= EXERCISE OBJECTIVE =
Starting with the first line of the items and going on through the line with "114 80 121 99", set those lines out as a numbered list, leaving out any blank lines.

= DATA SUPPLIED =

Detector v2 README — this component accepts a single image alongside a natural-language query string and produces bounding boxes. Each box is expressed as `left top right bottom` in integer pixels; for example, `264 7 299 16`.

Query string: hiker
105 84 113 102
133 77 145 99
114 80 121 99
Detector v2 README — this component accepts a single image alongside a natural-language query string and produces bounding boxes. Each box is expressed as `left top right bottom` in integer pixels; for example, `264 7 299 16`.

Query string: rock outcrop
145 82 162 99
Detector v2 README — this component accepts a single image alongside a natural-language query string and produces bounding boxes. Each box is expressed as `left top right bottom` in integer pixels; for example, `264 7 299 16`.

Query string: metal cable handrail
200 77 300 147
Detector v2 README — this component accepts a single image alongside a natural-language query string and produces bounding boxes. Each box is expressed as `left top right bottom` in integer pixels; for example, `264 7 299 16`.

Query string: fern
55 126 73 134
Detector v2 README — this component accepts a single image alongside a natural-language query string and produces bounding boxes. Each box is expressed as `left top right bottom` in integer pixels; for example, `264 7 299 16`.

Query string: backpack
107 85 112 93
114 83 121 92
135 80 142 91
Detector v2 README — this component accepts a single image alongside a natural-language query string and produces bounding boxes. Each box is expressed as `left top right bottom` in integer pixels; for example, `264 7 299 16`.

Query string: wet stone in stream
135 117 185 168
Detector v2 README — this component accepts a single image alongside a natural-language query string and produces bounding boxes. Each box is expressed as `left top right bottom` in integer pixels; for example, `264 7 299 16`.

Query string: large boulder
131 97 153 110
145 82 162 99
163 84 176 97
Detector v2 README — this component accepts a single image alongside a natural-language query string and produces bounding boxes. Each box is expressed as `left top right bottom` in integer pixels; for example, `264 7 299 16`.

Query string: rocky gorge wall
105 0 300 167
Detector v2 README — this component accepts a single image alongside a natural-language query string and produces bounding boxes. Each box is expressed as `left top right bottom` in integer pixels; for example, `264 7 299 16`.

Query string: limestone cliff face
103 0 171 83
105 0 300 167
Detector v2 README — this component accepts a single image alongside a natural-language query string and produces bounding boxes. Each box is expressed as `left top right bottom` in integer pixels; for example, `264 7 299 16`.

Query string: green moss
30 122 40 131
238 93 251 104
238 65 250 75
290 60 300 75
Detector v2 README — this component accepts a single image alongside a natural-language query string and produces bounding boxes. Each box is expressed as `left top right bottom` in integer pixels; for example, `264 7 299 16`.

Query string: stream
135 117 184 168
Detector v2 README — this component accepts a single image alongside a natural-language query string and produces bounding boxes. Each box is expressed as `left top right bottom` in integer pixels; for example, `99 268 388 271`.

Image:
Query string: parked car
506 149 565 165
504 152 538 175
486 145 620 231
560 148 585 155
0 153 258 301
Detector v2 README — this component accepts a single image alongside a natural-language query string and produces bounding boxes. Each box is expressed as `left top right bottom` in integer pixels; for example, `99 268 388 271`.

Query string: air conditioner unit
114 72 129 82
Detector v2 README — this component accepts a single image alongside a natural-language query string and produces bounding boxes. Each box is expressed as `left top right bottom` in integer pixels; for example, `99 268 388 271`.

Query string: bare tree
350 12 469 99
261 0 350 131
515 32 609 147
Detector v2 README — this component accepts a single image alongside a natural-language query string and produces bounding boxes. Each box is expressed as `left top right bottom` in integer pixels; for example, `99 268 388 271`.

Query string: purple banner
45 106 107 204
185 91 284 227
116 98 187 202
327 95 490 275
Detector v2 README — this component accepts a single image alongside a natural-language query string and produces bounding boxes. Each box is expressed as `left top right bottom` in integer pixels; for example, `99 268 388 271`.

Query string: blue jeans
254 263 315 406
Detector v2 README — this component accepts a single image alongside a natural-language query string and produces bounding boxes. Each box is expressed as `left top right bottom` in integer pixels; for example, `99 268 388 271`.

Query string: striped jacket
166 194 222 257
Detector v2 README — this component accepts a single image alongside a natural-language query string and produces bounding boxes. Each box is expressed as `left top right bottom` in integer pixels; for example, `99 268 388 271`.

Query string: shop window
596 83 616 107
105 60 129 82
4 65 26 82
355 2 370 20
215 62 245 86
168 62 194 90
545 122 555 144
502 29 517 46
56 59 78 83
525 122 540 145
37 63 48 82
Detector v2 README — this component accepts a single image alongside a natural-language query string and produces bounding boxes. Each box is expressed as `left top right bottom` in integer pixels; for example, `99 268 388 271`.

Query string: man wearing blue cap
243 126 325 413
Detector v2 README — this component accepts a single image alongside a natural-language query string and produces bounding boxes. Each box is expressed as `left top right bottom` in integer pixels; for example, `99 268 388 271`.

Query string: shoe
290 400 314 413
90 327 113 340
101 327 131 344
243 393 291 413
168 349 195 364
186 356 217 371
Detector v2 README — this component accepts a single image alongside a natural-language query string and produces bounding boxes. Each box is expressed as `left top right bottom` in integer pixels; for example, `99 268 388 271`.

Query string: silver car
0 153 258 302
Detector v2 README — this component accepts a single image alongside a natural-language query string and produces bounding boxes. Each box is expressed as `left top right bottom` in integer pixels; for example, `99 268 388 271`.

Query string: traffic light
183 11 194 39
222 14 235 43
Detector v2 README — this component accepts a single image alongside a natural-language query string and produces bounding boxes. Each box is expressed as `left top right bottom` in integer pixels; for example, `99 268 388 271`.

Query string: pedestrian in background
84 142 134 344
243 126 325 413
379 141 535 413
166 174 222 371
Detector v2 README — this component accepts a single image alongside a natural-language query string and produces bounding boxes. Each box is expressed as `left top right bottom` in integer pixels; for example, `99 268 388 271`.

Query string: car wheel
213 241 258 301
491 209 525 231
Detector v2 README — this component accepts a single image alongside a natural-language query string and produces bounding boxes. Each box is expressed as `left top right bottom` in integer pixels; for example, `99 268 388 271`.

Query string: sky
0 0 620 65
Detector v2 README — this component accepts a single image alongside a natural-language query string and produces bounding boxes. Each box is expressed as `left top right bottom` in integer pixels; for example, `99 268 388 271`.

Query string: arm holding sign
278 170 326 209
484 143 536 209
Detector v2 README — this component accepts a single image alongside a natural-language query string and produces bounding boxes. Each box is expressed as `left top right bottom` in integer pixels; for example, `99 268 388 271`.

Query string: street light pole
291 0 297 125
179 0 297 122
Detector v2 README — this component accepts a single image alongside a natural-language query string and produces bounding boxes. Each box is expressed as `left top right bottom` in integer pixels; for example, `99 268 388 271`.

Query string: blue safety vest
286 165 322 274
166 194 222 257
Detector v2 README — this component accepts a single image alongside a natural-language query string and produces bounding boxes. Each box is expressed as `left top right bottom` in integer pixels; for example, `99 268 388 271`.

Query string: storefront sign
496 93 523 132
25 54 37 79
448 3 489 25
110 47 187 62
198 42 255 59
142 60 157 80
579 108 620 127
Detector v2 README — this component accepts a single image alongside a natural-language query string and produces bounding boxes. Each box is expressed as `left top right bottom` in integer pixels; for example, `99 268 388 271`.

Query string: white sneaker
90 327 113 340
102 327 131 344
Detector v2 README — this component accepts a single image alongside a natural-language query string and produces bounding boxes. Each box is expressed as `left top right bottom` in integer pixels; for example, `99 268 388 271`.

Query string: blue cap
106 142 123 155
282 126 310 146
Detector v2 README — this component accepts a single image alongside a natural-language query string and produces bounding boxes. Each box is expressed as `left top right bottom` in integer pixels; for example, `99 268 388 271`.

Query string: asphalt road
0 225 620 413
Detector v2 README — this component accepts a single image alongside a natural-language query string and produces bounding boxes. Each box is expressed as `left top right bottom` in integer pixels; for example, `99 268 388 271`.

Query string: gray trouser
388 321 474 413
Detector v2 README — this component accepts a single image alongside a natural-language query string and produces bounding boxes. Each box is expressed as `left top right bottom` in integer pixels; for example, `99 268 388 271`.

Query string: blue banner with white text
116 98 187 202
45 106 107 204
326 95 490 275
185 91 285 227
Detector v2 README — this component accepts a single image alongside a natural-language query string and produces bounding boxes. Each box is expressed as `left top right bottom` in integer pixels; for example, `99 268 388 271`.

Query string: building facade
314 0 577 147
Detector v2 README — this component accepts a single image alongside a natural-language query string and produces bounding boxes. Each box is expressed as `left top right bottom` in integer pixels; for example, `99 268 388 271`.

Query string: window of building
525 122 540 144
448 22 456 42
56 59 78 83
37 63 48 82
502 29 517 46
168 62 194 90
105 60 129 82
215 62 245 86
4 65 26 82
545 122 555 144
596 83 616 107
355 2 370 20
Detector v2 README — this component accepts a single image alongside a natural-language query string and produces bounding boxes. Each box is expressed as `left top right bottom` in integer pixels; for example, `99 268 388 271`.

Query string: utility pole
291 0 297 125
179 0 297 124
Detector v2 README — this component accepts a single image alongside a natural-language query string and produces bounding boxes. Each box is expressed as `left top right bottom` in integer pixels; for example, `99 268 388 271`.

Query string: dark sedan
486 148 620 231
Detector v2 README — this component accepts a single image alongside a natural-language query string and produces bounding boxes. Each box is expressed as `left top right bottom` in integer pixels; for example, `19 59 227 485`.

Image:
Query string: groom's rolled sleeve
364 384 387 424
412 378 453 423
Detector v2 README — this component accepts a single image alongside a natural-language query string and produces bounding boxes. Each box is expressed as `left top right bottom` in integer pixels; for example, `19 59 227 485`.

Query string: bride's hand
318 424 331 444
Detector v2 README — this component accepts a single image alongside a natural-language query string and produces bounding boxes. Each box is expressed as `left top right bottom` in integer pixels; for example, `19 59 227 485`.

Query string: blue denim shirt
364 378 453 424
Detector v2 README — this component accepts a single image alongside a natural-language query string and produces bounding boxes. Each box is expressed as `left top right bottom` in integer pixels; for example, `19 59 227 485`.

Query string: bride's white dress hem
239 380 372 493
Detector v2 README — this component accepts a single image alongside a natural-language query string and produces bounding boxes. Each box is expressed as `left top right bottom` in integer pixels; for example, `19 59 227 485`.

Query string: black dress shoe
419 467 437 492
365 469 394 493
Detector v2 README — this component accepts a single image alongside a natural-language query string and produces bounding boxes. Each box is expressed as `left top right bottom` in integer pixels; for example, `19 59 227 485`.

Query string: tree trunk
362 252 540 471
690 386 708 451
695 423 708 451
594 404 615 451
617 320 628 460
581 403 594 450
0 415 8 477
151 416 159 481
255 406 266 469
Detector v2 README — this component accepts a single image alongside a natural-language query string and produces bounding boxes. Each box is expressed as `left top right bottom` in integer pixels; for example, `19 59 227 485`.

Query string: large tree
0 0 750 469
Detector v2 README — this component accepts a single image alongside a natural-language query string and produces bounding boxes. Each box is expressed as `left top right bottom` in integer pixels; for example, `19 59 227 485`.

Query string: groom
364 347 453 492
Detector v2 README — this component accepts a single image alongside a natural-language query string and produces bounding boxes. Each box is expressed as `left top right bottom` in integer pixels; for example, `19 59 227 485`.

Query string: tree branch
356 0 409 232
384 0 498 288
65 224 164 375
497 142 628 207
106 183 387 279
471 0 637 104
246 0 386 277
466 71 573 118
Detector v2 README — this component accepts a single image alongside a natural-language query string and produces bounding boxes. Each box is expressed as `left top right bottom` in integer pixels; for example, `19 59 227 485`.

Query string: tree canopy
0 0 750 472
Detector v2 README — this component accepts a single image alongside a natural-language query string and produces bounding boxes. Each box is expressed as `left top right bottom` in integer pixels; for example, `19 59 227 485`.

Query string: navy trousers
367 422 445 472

= ANSWER FOR THE TASK =
1. Detector v2 README — this component accepts a single image alongside a natural-language query string and produces bounding boxes. Each box is expressed as `left top right bottom` in integer pixels; for example, `264 7 299 16`.
2. Query string: hiker
3. 105 84 113 102
4. 133 77 145 99
5. 114 80 121 99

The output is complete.